■ Activity: Continue the article on the one-act play Variations on the Death of Trotsky, starting right after its last sentence.

■ Passage provided:
---------------

= Variations on the Death of Trotsky =

One-act comedy-drama by David Ives

Variations on the Death of Trotsky is a short one-act comedy-drama written by David Ives for the series of one-act plays titled All in the Timing. The play fictionalizes the death of Russian revolutionary Leon Trotsky through a number of distinct variations, though all from the same, historically accurate cause: a wound to the head by an ice axe—referred to in the play as a "mountain-climber's axe", for comic effect, to distinguish it from an icepick.

==Overview==
While keeping with the tradition and style of Ives's plays of taking an odd conceit and playing it for laughs as the audience finds its feet before giving the big payoff, Variations is distinguished, along with Words, Words, Words and Philip Glass Buys a Loaf of Bread in that, while it begins comically, it may end either comically or dramatically, depending on the production. It is unique in that, of all of his works, it calls the most for an unexpectedly tragic, sentimental ending. Arguably, it is also Ives' only piece centered around a single character (while Philip Glass Buys a Loaf of Bread could be similarly considered, in fact the majority of that play is an ensemble piece).

---------------

■ Extracted records:
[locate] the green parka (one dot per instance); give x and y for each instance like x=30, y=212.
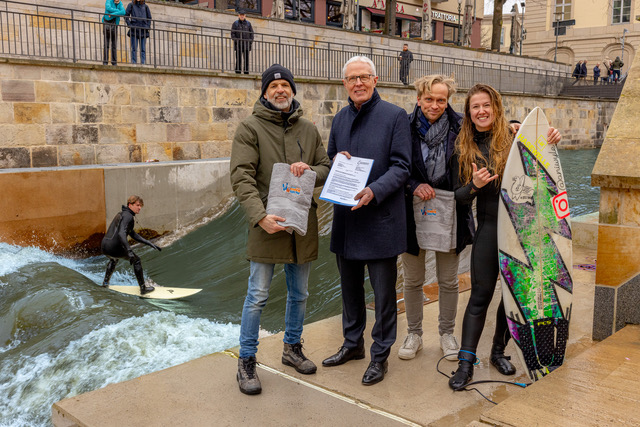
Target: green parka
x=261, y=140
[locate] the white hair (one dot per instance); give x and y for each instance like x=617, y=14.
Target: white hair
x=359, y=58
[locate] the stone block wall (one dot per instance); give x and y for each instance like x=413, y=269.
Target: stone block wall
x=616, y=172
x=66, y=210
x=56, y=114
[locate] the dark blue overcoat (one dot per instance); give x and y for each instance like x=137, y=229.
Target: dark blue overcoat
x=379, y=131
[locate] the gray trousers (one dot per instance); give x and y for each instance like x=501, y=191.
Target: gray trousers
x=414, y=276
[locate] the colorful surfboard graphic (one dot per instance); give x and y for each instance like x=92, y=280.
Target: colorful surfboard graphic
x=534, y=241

---------------

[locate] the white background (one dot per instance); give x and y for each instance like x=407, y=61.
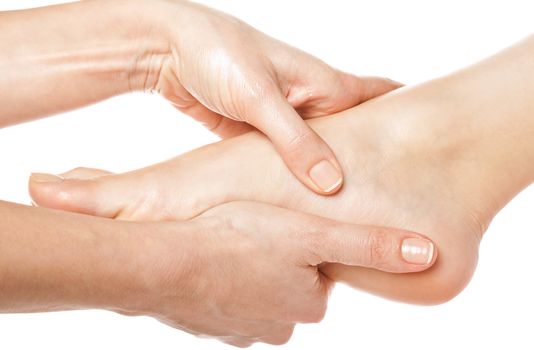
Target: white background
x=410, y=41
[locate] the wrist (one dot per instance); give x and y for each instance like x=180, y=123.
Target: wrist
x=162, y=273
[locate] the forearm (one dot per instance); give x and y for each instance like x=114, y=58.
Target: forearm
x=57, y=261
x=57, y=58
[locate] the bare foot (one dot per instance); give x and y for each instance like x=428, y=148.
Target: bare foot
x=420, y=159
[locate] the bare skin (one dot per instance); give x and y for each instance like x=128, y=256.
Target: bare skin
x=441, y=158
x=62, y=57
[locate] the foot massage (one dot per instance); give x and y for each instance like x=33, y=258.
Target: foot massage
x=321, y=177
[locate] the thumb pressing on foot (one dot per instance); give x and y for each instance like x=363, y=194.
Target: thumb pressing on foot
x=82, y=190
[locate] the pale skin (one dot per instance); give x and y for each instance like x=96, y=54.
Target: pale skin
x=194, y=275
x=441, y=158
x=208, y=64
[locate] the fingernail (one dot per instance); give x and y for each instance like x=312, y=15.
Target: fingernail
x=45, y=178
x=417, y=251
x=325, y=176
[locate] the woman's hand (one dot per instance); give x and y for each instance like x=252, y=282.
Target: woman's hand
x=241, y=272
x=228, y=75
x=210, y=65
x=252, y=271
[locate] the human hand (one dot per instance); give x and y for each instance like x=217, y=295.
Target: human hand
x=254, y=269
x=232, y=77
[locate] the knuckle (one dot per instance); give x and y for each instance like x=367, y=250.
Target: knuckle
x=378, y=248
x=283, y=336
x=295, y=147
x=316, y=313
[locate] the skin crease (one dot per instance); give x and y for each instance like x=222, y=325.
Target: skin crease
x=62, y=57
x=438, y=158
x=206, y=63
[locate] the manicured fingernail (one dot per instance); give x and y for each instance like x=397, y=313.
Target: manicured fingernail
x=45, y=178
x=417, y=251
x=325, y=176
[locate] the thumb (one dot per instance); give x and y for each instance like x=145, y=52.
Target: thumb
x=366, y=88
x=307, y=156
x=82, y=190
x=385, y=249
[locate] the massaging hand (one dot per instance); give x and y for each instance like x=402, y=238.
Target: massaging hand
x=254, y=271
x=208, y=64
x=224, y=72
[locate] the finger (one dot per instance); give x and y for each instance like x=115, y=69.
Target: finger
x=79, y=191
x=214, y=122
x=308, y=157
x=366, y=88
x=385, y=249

---------------

■ Written response:
==Synopsis==
The play is divided into eight scenes or "variations", each depicting a differing final moment of Trotsky's life and making satirical allusions to soap opera conventions, The Honeymooners, and Act 5, Scene 1 from Hamlet. True to its title, the play calls for Trotsky to die at the end of each scene, and then continues on (after the ring of a bell) from near where the last scene left off, usually progressing the story a bit further each time. Since the play takes place on the day of Trotsky's death (one day after the attack) Trotsky is depicted throughout the show with a mountain-climber's axe sticking comically out of his skull (not an icepick, as is made clear a number of times). Though this is apparent to the audience from the very beginning, Trotsky himself does not realize that the axe is there until his wife, known only as Mrs. Trotsky, comes in with an encyclopedia from the future which tells of Trotsky's demise. The third and final character is introduced near the end of the play: Ramon Mercader, the Spanish assassin who "smashed, not buried" the axe into Trotsky's skull. Trotsky has a deep fear of icepicks, and is taken aback when he finds that his fear should have been directed towards mountain-climber axes.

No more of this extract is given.